◆ **PAGE EXTRACT**
==========
Page history last edited by Riela Isabel Antonio 15 years, 1 month ago

 

Chapter: The Cathedral and the Bazaar

Quote:

The fact that the bazaar style seemed to work, and work well, came as a distinct shock. As I learned my way around, I worked hard not just at individual projects, but also at trying to understand why the Linux world not only didn’t fly apart in confusion but seemed to go from strength at a speed barely imaginable to cathedral-builders. By mid-1996 I thought I was beginning to understand. Chance handed me a perfect way to test my theory in the form of an open-source project that I could consciously try to run in the bazaar style. So I did – and it was a significant success. This is the story of that project. I’ll use it to propose some aphorism about effective open-source development. Not all of these are things I first learned in a Linux world, but we’ll see how the Linux world gives them particular point. If I’m correct, they’ll help you understand exactly what it is that makes the Linux community such a fountain of good software – and, perhaps, they will help you become more productive yourself.

What I expect to learn:

To know what is the Cathedral and the Bazaar

Review:                    

I read the book “The Cathedral and the Bazaar” already as one of our requirements and one thing I got from it is the benefits of open source.

There was a lot of concept I had to understand for this concept to work for me. First of all is that I need to experience the Linux world myself because i started using Windows when I was 11 years old and can you imagine how long I have been using and trusting it? I never even tried any other operating system because I got used to seeing that colourful window already whenever I my personal computer is starting up. But it is time to change or at least try something new because if I stay with what I am using now, I don’t think I will be a versatile developer.
==========
◆ **GIVEN EXERCISE 1**
In the review page, how old was the writer when they started using Windows?
◆ **GIVEN EXERCISE 2**
Reproduce the review page's text, starting at "What I expect" and ending at "of open source.".
The rows after this point are separate material and are not part of the review page.

◆ **LISTING**
==========
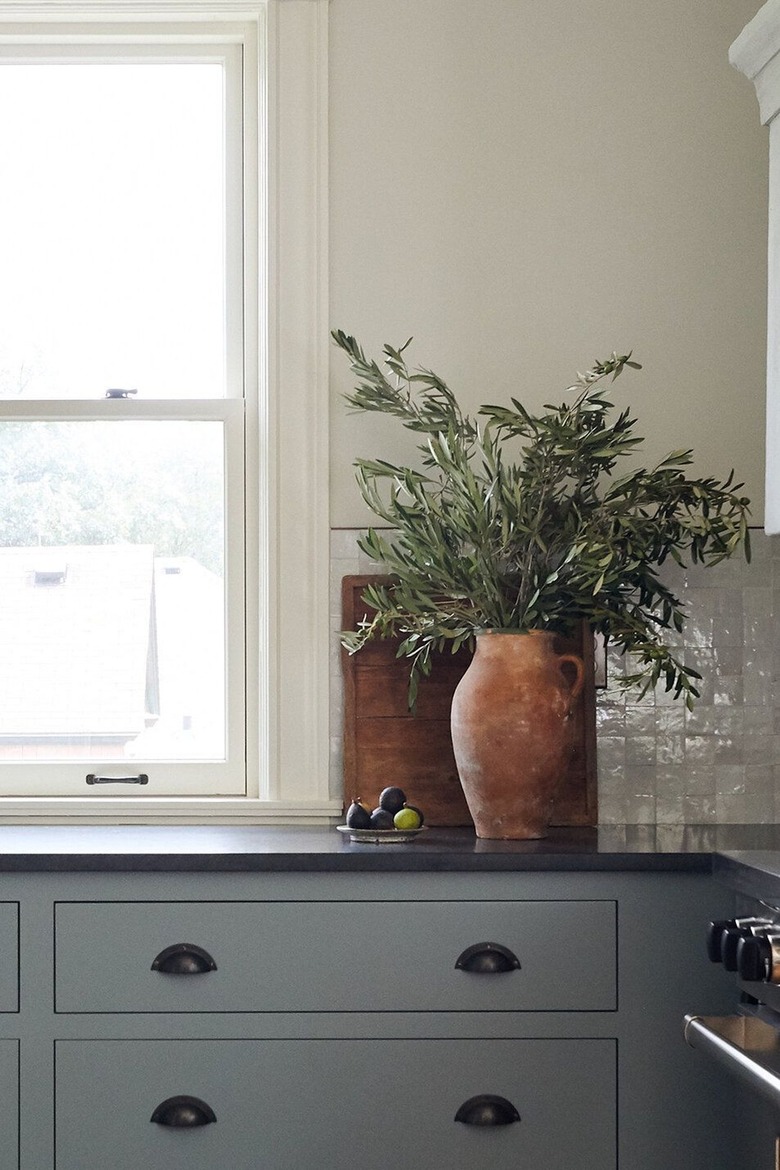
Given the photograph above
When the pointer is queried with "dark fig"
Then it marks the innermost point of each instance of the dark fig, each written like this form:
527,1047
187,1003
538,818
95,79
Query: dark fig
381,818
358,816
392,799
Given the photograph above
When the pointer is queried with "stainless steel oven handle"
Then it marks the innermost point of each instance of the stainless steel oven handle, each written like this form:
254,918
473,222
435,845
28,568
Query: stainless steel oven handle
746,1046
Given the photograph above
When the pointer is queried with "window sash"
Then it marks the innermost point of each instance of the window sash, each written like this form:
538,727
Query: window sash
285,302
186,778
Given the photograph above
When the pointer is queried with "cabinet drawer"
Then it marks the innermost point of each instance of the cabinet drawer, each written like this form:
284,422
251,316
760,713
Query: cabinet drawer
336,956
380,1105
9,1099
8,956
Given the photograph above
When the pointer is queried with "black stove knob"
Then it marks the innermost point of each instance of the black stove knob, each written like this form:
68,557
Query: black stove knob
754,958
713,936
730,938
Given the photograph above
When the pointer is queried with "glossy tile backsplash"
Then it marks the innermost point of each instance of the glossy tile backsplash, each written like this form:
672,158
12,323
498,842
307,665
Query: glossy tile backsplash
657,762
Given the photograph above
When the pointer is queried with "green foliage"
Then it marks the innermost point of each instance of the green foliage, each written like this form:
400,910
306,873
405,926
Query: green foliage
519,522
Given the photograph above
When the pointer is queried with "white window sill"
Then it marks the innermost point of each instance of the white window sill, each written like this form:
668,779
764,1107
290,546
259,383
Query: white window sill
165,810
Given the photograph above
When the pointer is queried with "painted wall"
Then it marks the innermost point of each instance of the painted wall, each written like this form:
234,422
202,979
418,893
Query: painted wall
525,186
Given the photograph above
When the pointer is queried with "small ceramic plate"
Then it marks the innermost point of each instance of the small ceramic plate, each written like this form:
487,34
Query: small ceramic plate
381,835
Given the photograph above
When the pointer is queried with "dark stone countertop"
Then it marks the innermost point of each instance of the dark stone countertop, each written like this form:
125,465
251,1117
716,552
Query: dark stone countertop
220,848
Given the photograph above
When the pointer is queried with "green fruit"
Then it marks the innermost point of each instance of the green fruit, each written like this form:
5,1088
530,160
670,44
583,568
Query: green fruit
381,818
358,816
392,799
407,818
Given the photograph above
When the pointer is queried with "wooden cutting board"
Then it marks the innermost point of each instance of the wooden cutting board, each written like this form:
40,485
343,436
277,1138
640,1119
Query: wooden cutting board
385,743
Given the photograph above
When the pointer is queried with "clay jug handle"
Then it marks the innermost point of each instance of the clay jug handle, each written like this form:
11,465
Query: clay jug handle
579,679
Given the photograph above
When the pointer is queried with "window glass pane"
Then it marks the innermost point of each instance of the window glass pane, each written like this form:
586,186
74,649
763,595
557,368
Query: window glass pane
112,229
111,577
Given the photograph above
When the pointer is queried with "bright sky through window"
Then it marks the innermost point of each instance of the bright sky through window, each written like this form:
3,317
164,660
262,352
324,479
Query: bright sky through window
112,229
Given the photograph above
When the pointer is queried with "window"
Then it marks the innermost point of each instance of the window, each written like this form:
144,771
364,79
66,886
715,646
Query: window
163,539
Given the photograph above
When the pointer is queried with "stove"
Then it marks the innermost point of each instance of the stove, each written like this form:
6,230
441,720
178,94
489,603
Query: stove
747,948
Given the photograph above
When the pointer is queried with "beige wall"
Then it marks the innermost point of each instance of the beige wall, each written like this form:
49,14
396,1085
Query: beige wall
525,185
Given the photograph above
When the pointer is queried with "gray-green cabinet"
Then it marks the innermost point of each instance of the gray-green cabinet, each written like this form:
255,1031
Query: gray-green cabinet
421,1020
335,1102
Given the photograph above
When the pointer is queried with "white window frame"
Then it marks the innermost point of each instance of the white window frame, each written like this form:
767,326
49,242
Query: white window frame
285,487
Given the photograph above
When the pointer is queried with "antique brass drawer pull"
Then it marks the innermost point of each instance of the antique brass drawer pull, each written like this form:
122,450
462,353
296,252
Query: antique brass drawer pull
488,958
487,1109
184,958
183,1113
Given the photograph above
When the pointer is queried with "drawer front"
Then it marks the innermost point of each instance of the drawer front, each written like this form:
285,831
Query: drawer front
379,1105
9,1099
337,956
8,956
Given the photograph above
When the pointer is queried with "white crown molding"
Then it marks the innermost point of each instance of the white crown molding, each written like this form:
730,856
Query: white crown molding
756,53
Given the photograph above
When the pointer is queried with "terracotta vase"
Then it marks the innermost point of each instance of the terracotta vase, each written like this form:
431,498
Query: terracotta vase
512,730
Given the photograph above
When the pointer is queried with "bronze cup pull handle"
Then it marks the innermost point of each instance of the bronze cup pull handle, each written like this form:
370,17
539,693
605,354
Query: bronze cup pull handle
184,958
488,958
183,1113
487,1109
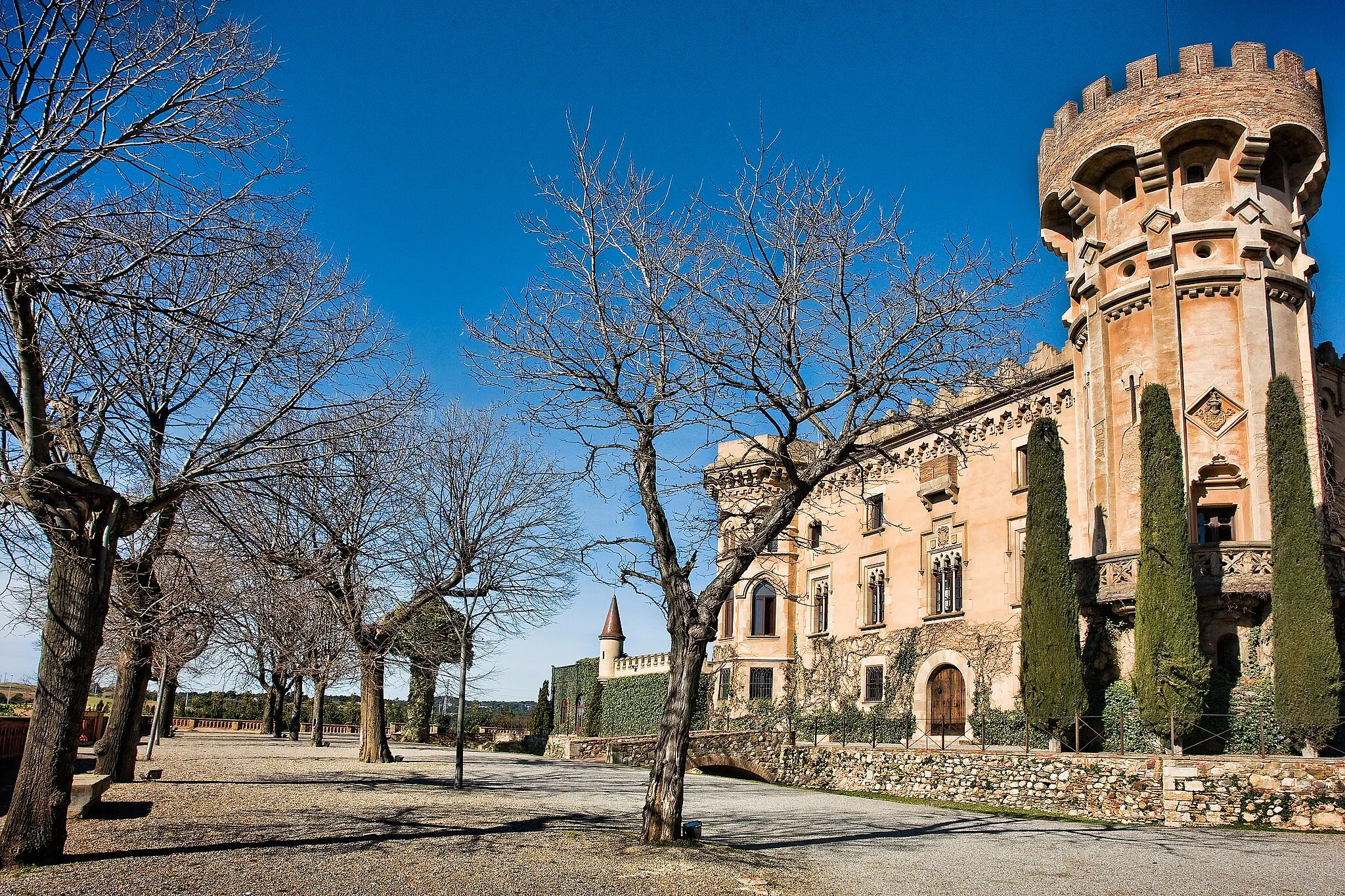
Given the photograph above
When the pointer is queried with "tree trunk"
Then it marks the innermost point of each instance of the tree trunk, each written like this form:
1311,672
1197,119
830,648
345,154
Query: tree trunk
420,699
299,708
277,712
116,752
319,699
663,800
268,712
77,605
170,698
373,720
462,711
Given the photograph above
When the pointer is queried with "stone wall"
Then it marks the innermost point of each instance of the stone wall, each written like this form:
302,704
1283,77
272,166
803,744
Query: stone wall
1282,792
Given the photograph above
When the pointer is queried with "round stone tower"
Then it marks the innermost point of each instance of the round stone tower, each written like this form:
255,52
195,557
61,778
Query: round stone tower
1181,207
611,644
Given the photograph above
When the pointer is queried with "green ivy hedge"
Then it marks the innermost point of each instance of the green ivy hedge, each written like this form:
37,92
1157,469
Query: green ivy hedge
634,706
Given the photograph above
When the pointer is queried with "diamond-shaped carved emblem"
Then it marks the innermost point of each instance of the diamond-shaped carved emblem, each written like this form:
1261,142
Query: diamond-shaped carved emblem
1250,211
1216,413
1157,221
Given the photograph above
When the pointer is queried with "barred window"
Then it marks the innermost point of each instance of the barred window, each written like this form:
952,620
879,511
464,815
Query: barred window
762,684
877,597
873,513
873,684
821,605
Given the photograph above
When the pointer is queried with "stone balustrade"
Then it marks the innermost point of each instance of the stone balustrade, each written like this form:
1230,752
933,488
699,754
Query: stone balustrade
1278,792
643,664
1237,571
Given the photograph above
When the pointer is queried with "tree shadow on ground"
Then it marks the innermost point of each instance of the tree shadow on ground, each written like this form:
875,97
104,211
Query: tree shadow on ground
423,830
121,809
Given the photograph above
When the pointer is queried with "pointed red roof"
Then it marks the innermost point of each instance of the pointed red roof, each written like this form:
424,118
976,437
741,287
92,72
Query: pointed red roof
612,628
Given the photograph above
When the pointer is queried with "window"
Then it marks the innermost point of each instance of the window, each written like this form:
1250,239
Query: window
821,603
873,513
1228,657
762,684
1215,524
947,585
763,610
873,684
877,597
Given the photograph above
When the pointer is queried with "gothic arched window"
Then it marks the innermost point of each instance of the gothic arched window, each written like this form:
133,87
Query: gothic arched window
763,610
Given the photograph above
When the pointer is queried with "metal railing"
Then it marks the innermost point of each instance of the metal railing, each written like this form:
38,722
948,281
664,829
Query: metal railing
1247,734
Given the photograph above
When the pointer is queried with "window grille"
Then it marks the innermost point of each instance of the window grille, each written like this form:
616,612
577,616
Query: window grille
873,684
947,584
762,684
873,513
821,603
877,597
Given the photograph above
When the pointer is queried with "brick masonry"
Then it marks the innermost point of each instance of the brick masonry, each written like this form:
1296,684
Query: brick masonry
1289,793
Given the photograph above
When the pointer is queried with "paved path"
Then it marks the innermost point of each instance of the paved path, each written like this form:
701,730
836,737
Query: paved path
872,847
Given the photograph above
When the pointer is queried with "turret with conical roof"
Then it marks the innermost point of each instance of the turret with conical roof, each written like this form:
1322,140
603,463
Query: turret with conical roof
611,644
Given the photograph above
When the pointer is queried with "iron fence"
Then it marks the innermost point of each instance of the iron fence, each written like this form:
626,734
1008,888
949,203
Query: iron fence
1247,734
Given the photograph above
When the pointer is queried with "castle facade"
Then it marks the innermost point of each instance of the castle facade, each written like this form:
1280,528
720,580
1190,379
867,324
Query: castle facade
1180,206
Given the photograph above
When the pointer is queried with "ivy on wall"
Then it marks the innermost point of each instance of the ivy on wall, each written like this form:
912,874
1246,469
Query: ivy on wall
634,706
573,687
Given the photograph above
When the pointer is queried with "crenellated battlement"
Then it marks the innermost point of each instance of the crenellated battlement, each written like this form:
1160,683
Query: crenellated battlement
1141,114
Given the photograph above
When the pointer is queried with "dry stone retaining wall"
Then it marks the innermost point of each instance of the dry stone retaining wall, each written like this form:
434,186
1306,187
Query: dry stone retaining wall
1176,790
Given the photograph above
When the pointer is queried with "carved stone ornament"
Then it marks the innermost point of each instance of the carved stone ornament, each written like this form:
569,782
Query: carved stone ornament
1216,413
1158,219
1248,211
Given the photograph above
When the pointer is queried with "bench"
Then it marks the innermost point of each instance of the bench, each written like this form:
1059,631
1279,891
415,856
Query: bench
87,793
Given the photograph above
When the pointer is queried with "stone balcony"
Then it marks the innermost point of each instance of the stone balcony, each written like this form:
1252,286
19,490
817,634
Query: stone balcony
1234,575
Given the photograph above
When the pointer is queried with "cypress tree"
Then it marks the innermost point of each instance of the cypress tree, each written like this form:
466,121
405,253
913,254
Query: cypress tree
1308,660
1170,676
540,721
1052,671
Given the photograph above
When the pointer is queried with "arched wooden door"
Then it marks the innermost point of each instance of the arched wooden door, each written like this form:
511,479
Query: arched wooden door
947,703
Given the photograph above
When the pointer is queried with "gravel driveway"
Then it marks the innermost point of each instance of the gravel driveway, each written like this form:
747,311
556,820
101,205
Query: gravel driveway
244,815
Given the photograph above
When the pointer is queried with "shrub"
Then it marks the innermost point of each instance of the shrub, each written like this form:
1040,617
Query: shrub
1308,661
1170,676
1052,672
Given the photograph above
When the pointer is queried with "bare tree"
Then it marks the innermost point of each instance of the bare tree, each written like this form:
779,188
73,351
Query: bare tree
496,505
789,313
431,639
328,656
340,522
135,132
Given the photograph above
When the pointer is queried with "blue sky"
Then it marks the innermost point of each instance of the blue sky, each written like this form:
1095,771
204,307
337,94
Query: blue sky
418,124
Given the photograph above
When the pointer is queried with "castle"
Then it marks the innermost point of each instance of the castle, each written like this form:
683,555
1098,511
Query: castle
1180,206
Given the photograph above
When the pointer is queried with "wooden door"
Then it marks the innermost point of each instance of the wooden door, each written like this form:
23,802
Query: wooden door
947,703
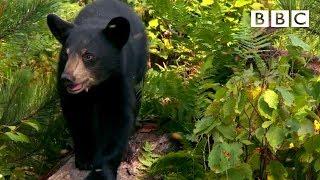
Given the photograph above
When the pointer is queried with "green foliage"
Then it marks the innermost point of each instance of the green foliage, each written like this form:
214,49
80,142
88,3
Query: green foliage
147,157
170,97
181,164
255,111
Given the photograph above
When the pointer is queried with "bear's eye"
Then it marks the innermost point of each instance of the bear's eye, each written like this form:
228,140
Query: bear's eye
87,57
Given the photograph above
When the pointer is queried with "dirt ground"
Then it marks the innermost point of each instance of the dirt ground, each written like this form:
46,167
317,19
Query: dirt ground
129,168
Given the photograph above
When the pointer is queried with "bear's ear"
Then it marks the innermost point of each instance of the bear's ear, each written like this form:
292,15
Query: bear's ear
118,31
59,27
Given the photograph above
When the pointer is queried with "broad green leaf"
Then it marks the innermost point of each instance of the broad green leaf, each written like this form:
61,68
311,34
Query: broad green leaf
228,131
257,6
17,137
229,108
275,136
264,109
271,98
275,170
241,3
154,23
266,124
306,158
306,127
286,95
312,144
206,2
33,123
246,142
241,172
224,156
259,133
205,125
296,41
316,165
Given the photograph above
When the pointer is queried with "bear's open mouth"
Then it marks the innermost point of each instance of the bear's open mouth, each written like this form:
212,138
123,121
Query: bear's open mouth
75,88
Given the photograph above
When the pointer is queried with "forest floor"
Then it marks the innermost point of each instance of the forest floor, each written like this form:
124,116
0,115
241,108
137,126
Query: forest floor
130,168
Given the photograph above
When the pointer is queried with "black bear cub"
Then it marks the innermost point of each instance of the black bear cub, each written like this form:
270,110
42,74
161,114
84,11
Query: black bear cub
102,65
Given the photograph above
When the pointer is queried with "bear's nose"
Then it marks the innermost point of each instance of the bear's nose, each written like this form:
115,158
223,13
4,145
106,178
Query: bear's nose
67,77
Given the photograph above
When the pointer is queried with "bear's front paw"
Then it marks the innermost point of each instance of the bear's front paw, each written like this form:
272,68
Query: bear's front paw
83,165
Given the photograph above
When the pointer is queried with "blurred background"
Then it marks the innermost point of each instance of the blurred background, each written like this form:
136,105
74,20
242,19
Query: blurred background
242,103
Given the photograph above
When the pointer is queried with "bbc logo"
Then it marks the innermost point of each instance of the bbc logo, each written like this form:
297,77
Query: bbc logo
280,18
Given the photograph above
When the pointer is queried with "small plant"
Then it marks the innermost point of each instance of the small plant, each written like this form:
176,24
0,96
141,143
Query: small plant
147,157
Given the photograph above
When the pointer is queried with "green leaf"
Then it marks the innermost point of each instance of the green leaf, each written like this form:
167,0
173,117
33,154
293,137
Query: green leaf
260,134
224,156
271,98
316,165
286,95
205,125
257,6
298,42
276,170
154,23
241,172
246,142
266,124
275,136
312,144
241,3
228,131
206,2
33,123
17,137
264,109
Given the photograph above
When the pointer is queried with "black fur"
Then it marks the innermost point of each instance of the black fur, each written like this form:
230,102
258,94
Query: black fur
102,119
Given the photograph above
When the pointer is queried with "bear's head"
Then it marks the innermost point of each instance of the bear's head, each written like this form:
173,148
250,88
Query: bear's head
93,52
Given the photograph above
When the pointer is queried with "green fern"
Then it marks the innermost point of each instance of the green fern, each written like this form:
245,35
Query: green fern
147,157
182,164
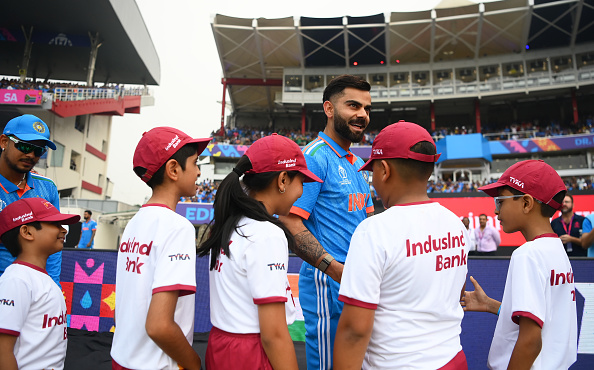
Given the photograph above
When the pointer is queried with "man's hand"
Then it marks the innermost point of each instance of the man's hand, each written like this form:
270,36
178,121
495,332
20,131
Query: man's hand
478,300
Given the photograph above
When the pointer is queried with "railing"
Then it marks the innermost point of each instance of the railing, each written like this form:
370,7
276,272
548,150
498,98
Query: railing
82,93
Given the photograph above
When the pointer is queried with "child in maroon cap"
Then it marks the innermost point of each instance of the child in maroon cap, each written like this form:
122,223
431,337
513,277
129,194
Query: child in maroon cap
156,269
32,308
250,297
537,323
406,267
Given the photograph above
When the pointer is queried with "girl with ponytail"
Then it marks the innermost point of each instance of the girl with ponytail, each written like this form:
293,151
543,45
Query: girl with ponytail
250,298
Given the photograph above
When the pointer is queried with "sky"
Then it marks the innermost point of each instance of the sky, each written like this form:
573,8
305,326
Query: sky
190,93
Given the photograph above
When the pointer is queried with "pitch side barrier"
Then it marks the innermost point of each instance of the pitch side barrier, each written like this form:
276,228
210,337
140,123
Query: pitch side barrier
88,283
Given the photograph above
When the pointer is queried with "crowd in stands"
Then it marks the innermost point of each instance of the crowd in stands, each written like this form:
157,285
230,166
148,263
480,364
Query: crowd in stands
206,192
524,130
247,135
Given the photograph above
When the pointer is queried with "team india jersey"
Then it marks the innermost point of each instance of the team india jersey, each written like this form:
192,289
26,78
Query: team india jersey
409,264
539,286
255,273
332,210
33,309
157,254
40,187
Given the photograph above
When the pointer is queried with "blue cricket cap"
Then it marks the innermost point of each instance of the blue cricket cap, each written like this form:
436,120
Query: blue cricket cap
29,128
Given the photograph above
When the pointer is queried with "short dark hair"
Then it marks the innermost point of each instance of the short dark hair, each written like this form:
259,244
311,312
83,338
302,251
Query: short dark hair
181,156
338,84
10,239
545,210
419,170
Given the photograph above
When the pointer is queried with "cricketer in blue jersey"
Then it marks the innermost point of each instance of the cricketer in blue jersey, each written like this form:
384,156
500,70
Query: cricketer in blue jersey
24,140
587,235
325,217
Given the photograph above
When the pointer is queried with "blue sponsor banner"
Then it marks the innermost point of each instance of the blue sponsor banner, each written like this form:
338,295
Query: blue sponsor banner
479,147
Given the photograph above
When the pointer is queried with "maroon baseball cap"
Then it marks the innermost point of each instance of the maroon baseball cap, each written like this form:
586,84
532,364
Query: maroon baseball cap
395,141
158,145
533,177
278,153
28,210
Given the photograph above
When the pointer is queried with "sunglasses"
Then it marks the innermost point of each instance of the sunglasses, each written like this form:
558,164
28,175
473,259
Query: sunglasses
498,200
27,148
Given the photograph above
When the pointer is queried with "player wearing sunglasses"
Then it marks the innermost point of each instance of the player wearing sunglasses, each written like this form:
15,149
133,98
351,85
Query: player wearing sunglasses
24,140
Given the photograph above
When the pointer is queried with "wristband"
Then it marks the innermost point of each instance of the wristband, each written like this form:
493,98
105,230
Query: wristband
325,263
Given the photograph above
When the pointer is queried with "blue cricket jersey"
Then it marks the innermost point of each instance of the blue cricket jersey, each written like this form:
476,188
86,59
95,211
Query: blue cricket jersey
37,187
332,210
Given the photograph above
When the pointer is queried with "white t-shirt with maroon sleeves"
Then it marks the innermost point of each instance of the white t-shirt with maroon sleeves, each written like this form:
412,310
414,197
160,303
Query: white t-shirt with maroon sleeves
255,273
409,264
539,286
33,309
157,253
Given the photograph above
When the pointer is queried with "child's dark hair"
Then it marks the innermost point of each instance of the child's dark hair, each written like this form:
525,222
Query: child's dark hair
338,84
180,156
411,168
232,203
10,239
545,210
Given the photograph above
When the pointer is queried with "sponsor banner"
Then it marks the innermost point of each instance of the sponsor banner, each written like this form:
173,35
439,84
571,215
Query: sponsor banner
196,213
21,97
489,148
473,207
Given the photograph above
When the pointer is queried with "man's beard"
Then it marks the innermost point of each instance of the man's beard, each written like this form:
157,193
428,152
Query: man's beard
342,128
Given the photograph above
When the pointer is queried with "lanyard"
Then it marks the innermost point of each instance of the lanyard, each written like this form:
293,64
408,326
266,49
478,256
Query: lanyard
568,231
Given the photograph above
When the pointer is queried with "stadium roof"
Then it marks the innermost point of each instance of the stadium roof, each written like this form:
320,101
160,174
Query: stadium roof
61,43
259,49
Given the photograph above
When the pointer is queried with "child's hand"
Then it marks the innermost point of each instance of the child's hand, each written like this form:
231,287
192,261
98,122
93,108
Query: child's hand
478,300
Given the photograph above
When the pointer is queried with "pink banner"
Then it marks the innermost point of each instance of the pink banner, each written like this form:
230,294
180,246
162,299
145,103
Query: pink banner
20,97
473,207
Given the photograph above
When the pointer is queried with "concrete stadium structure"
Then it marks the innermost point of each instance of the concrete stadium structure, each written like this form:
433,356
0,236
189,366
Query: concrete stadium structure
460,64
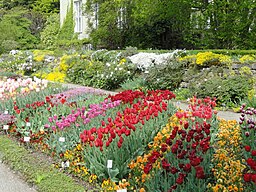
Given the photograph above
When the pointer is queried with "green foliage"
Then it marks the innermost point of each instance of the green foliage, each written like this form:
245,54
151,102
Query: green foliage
==========
◆ **EXERCISE OUTPUT 1**
11 years old.

◆ **EXERCISE OUTPUT 2**
What I expect to learn:

To know what is the Cathedral and the Bazaar

Review:                    

I read the book “The Cathedral and the Bazaar” already as one of our requirements and one thing I got from it is the benefits of open source.